-- Opening Marker --
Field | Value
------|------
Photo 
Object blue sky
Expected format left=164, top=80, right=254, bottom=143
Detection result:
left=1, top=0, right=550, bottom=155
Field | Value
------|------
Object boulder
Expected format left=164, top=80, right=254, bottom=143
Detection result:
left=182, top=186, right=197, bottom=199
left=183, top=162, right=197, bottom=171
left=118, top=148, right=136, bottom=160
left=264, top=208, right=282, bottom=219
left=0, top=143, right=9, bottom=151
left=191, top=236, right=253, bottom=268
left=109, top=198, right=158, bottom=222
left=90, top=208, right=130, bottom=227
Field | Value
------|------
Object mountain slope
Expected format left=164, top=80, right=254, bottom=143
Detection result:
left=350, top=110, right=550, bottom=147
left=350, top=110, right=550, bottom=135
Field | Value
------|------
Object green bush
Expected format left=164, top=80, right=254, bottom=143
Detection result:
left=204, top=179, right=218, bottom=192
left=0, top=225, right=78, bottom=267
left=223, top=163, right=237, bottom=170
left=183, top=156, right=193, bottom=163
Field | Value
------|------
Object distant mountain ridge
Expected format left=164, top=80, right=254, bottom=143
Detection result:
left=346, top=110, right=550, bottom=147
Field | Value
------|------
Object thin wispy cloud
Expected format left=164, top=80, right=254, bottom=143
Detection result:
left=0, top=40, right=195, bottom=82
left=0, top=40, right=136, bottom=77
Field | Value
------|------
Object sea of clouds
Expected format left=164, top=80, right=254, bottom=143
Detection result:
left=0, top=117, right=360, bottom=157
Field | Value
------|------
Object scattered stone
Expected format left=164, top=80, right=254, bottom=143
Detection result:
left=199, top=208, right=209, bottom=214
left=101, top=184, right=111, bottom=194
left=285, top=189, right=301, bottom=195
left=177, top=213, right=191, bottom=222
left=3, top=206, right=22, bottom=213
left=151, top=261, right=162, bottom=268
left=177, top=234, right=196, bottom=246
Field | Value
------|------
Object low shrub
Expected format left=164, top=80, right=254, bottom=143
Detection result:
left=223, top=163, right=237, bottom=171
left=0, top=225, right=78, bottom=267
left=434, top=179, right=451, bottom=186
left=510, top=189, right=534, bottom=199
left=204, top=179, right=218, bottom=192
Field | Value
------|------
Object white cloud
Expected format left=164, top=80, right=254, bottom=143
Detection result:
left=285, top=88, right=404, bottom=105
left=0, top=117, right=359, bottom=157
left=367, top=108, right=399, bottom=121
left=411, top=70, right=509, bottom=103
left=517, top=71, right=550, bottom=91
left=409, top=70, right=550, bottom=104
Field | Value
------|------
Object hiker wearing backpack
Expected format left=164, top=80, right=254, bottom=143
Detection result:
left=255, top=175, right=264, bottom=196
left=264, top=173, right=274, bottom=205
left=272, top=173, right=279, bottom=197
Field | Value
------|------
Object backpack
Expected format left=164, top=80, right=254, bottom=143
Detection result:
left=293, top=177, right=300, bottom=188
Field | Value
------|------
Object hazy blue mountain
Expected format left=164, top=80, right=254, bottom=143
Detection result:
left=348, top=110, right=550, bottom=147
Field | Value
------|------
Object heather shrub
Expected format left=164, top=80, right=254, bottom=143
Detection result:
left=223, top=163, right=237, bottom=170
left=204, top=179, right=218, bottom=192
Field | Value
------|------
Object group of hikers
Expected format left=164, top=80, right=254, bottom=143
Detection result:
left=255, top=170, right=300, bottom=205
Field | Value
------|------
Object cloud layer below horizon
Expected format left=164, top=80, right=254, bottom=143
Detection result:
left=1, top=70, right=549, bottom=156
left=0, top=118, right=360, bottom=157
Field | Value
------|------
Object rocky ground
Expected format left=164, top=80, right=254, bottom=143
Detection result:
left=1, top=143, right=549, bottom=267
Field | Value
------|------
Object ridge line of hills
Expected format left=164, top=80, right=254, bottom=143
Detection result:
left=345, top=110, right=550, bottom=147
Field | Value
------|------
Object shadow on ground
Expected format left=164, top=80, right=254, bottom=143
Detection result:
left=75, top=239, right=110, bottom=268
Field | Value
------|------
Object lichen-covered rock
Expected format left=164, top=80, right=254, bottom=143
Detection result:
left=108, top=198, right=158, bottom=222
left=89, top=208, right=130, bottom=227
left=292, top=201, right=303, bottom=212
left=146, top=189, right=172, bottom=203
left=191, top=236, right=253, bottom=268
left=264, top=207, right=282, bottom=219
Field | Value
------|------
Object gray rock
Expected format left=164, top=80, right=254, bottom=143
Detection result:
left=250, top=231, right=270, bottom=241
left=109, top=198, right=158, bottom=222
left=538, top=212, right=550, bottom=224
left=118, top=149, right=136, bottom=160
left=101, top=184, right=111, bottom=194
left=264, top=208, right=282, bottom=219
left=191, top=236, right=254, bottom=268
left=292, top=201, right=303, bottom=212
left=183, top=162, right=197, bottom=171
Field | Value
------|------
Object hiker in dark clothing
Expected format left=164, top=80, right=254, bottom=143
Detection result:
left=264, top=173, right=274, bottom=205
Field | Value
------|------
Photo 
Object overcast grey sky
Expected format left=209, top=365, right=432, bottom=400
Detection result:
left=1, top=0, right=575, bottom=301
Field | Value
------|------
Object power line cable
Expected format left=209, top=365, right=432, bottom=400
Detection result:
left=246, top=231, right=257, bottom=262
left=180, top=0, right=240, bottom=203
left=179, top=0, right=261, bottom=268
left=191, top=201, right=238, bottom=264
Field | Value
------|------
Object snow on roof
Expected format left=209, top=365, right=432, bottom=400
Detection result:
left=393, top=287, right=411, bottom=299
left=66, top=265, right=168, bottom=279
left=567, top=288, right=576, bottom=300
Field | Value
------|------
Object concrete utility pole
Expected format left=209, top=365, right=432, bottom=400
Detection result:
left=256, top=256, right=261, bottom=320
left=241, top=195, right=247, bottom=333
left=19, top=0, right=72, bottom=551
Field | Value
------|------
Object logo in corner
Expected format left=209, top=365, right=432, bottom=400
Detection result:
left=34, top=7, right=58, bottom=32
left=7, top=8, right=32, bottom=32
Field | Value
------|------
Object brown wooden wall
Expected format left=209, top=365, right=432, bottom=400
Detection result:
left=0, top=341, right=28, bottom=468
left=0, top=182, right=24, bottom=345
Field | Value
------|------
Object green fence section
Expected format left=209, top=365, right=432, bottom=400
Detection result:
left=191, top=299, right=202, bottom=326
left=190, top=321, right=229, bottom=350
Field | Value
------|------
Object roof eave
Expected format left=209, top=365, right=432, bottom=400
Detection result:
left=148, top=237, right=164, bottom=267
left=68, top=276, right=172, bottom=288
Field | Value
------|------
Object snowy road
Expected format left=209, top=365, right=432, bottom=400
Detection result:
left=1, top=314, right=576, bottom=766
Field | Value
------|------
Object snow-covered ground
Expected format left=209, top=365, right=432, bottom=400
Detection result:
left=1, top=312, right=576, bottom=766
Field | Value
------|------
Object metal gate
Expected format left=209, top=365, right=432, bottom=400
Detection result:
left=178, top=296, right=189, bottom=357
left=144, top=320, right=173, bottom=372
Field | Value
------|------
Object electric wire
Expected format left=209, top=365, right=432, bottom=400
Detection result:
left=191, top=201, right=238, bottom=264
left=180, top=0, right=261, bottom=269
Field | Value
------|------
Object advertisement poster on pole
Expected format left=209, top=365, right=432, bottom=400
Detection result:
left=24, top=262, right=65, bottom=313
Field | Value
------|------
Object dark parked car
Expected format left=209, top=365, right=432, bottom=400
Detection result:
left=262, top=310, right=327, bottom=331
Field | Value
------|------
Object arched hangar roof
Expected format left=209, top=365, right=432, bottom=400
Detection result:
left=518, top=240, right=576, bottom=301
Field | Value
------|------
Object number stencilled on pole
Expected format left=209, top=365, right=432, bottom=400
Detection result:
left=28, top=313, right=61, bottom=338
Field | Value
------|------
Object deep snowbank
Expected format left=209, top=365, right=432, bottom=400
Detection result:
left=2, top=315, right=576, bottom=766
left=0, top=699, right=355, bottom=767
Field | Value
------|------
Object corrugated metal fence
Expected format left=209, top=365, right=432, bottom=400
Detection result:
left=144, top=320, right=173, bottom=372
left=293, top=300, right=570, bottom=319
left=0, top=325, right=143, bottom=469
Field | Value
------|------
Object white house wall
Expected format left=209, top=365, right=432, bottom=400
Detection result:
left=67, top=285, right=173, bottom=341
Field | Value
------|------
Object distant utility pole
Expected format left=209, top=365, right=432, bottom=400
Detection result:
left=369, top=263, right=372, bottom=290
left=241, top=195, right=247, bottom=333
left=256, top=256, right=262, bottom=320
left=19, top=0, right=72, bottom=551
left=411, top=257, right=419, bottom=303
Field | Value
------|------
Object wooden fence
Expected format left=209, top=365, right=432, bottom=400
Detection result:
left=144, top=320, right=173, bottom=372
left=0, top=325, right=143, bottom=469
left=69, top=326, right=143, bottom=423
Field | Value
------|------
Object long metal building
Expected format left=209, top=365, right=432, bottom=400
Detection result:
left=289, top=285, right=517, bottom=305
-- Closing Marker --
**Task directions**
Every line of the entries above that includes "covered" should be copied.

**Result of the exercise**
Object lichen-covered rock
Object snow-covered ground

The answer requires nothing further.